## Required work
1. From the nitrogen forum thread, return the passage starting with "According to Arch" and going on through "with Ubuntu MATE.".
2. In the nitrogen forum thread, which program does Matt Hartley run on his daily box?

## Excerpted text
- - - - -

According to Arch Wiki, adding “nitrogen –restore &” should be enough at boot of the desktop. And yes, I know. Arch Linux. But most of the stuff there, is like a bible. Even if you use another distribution.
This also has the added benefit of not having to run a script file. This could just be added to the “command” part of the dialog. https://wiki.archlinux.org/index.php/nitrogen#Freeze_with_dual_monitors

Matt Hartley
Member

Hi Daniel,

Sadly “nitrogen –restore &” on its own doesn’t work with Ubuntu MATE.

Using the Arch Wiki approach, I suspect, works with other desktops where some startup processes aren’t being inhibited. Without the sleep timer and xrefresh, it simply doesn’t run at all. Believe me, I’ve tested it on multiple installations of 14.04 and 16.04.

This is why the question likely rolled in for Linux Mint MATE edition.

Daniel Hyldebrandt Hemmingsen
Member

Oh I see. I use Debian with MATE. I don’t have two monitors – and I don’t care much for wallpapers anyway. So I haven’t tried. But the Arch Wiki, I would still say. 99% of the time, even if using another distro, is a good habit, to at least keep in mind.

Matt Hartley
Member

The Arch Wiki is an amazingly thorough resource. Most stuff is already there, usually. Sometimes there are little bits that need to be added/tweaked, but it’s a solid starting point for anyone needing a place to start from.

On my daily box, I run Variety. It’s cleaner to work with, more powerful, etc. The only hangup is using the same wallpaper on both monitors (which is what I do).

- - - - -

## Dataset excerpt
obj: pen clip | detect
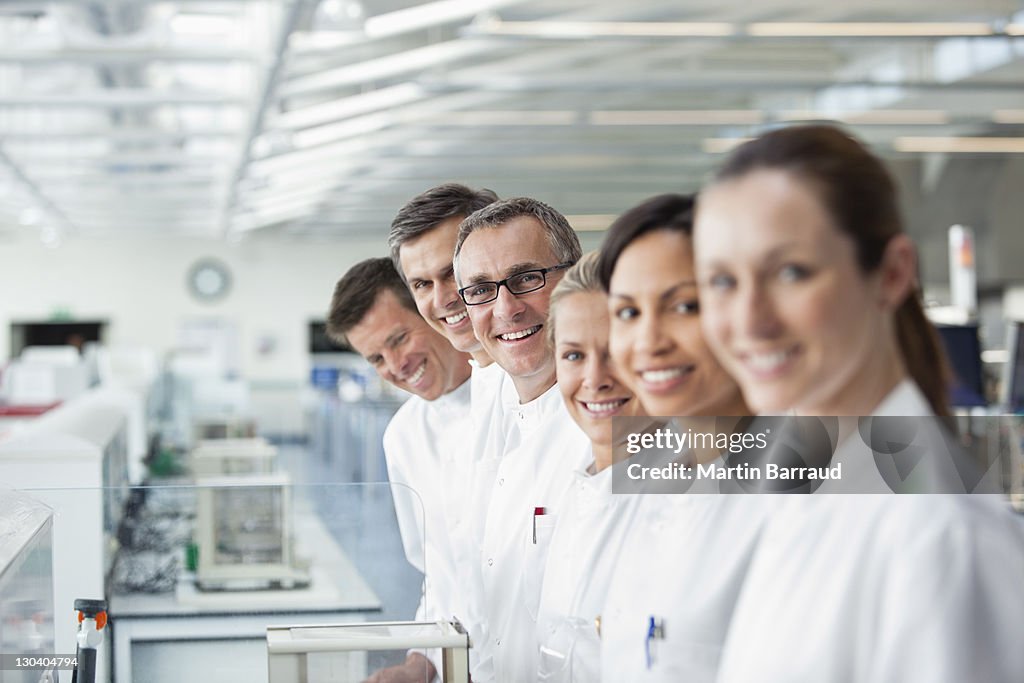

- - - - -

## Solutions to each task
1.
According to Arch Wiki, adding “nitrogen –restore &” should be enough at boot of the desktop. And yes, I know. Arch Linux. But most of the stuff there, is like a bible. Even if you use another distribution.
This also has the added benefit of not having to run a script file. This could just be added to the “command” part of the dialog. https://wiki.archlinux.org/index.php/nitrogen#Freeze_with_dual_monitors

Matt Hartley
Member

Hi Daniel,

Sadly “nitrogen –restore &” on its own doesn’t work with Ubuntu MATE.

2. Variety